* Task requirements:
In the article about Assemblywoman Michele Fiore, what license allows a person to bring a weapon onto the Umpqua Community College campus?

BEGIN Text

A Nevada assemblywoman, who previously gained national notoriety for claiming cancer is a fungus that can be treated with salt water, responded to Thursday's Oregon shooting by posting a picture of herself with a shotgun and blaming gun-free zones for the tragedy.
Writing on her blog, Assemblywoman Michele Fiore (R) bizarrely began by saying that the Oregon shooter -- now identified as Chris Harper Mercer -- may have been on "mind-altering pharmaceutical drugs" at the time of the shooting, She then turned her focus on gun-free zones.
"I have said it before and I will say it again: I believe that an armed society is a safe society," Fiore wrote.
"Labeling a public place a 'gun-free zone' will not create a non-violent environment for citizens; in fact, it does the opposite. By creating this illusion, we, as a country, are putting targets on the backs of our children, our families and our selves," she continued. "While the President has already used this tragedy to feed his anti-gun agenda by saying that these killings have become 'routine', what he fails to mention is the truly routine pattern of these terrible crimes is that they happen in gun-free zones. Places where people have been rendered defenseless by the government."
As noted by Oregon Live, Umpqua Community College is not a gun-free zone, with the school allowing anyone with a concealed firearms license to bring a weapon on campus.
In an interview with MSNBC, veteran and UCC student John Parker said he and other students were armed at the time of the shooting but didn't intervene they didn't want police SWAT teams to mistake them for the shooter.
Fiore, a prominent supporter of land-grabbing Cliven Bundy, is known for outrageous statements that extend beyond Nevada's borders.
In July she vowed to install a Dukes of Hazzard horn on her truck to honor the Confederate flag as South Carolina lawmakers voted to remove it from the statehouse in the wake of the Charleston shooting.
In March she declared that racism is dead in the U.S. because we have a black president while congratulating an African-American colleague for being the first “colored” person to graduate from his college.

END Text
BEGIN Recorded data

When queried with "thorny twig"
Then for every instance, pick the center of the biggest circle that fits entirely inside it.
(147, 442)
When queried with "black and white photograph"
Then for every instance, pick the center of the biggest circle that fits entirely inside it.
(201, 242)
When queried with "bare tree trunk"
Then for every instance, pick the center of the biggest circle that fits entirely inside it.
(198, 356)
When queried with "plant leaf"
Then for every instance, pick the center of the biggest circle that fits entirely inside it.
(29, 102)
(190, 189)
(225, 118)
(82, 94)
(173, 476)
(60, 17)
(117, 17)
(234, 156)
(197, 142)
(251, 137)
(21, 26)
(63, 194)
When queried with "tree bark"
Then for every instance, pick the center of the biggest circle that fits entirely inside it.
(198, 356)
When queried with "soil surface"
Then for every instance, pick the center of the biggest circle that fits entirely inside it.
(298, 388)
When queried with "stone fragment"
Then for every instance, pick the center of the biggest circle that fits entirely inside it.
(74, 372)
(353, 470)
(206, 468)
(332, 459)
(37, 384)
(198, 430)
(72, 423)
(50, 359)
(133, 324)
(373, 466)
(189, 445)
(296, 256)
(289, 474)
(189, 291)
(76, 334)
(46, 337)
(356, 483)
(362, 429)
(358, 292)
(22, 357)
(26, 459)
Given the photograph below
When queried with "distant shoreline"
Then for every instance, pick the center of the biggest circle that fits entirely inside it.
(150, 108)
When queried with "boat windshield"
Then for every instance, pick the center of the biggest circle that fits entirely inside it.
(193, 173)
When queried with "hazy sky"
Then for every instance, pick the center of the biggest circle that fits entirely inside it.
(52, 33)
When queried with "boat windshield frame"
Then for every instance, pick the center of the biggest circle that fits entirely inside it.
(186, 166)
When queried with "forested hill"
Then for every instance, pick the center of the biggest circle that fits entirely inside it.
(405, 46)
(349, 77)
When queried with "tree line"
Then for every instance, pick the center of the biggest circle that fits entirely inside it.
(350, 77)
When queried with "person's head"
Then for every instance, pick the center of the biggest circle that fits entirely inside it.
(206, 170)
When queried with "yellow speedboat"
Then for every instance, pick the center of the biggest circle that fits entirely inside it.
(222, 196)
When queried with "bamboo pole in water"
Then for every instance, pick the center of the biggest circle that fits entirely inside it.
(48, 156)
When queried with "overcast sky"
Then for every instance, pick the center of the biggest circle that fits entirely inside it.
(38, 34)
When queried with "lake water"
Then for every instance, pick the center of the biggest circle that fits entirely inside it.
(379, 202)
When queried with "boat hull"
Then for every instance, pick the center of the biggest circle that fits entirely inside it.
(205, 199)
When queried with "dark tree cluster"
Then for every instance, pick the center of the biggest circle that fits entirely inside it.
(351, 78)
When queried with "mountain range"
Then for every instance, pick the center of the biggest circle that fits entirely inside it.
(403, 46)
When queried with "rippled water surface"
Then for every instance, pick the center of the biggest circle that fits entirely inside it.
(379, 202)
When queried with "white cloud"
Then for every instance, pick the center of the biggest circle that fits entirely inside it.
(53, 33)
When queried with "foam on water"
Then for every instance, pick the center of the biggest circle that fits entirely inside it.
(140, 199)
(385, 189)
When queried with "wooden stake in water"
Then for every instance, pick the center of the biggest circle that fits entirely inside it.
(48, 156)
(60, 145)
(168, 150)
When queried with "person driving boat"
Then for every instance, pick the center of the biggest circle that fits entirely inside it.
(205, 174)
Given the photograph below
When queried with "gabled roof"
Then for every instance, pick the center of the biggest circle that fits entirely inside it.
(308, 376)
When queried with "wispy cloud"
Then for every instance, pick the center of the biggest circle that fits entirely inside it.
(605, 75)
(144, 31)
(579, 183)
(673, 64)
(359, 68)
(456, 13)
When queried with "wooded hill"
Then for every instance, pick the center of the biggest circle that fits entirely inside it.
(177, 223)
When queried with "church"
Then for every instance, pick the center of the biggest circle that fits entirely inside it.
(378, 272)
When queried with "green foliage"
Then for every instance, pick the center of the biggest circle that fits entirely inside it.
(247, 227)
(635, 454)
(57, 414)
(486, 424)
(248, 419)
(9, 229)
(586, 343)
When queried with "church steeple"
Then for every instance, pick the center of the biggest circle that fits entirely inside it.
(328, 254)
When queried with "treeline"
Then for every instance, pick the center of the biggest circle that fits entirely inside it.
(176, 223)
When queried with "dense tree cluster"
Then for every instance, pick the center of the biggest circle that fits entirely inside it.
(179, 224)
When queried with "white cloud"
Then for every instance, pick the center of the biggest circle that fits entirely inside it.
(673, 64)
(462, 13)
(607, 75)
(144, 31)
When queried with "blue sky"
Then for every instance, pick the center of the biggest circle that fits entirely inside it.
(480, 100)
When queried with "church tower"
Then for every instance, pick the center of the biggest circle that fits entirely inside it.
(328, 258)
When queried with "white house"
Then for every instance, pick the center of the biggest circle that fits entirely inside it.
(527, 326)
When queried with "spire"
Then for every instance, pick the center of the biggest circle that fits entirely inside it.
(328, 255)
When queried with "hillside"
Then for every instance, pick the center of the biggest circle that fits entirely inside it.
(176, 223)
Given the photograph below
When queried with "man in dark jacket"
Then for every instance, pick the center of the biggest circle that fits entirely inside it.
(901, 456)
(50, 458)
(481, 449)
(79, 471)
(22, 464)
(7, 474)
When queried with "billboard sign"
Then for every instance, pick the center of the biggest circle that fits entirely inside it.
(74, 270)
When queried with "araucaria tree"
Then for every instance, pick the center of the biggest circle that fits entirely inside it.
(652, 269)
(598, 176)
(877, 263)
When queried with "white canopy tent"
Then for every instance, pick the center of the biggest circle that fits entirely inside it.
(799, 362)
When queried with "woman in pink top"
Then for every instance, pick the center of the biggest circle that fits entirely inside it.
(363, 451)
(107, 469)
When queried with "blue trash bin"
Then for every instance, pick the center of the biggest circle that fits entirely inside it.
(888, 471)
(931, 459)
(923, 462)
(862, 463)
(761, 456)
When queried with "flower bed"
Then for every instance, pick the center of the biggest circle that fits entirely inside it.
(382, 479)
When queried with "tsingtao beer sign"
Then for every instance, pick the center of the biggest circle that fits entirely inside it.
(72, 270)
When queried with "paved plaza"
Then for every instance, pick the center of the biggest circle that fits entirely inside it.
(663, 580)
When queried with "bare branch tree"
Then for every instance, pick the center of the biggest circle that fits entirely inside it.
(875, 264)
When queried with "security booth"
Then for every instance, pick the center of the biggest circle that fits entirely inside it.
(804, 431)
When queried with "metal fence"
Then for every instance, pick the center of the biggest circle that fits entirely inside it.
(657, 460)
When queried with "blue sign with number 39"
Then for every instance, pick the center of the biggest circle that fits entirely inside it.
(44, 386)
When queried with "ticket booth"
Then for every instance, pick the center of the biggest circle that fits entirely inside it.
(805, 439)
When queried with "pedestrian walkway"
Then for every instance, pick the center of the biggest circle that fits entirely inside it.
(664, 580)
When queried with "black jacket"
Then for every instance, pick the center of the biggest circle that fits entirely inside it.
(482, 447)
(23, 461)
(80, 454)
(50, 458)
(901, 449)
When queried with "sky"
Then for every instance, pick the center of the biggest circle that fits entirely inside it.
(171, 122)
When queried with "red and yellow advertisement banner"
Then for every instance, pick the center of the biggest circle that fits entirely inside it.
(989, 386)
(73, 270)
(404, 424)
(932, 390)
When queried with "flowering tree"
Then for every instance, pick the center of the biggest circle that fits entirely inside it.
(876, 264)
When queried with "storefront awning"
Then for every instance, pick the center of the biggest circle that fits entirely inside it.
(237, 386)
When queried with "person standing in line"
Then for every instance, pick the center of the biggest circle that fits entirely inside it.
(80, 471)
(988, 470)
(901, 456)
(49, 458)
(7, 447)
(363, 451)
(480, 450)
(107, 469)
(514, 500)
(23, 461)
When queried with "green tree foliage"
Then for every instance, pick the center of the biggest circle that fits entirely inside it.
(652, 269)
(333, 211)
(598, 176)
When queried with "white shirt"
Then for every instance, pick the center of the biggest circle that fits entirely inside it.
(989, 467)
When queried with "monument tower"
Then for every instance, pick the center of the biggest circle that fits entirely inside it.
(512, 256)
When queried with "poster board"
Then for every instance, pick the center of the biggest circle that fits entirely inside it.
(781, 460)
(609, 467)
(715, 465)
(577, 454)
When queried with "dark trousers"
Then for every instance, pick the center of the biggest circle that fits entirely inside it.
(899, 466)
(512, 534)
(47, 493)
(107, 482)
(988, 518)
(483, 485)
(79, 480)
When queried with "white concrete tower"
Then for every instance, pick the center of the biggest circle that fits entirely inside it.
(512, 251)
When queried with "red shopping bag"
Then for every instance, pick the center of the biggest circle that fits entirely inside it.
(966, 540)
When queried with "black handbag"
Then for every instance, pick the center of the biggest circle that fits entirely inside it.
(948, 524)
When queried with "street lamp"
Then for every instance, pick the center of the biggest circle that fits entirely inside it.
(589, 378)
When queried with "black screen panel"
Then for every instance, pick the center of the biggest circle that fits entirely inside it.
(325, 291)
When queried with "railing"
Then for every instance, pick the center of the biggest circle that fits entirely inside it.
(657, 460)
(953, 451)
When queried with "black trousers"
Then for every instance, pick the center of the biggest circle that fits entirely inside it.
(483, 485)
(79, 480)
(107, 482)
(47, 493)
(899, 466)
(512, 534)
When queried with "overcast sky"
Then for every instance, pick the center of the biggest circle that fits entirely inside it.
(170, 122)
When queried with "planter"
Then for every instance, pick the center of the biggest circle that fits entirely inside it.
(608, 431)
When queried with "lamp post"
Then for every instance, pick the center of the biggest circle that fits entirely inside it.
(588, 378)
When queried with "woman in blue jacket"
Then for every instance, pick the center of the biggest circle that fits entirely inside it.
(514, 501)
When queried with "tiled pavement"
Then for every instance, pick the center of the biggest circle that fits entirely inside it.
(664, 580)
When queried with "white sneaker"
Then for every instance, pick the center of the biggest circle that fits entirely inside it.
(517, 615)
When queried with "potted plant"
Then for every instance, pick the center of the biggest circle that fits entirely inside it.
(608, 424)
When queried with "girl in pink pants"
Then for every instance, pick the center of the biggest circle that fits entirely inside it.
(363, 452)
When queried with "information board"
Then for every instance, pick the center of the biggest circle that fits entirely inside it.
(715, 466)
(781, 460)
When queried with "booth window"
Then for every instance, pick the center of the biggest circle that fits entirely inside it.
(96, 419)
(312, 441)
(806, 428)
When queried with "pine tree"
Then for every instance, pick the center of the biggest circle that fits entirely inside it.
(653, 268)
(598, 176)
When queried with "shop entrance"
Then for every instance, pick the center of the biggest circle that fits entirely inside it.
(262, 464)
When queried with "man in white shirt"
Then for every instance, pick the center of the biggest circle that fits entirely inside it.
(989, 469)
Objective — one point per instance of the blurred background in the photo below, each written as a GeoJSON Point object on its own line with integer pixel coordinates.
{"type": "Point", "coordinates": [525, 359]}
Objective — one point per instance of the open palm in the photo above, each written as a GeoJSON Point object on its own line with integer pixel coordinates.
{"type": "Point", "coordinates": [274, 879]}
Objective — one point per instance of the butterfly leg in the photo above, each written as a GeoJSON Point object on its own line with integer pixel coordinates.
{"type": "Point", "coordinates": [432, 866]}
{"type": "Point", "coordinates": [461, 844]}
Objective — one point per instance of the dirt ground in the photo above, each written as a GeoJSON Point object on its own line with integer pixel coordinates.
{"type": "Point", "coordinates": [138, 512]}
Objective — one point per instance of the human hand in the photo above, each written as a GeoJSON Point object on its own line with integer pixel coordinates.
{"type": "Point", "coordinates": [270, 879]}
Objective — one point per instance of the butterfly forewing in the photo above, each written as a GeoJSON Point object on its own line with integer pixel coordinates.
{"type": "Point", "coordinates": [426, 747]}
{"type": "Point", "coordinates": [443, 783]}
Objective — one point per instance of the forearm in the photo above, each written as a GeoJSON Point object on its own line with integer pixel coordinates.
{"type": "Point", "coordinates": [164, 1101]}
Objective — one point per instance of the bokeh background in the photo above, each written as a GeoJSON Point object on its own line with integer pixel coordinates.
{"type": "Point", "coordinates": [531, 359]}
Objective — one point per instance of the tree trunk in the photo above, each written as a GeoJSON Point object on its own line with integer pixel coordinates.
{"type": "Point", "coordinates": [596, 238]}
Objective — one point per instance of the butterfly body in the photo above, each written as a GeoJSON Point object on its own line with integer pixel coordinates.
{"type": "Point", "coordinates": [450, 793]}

END Recorded data

* Output for this exercise:
A concealed firearms license.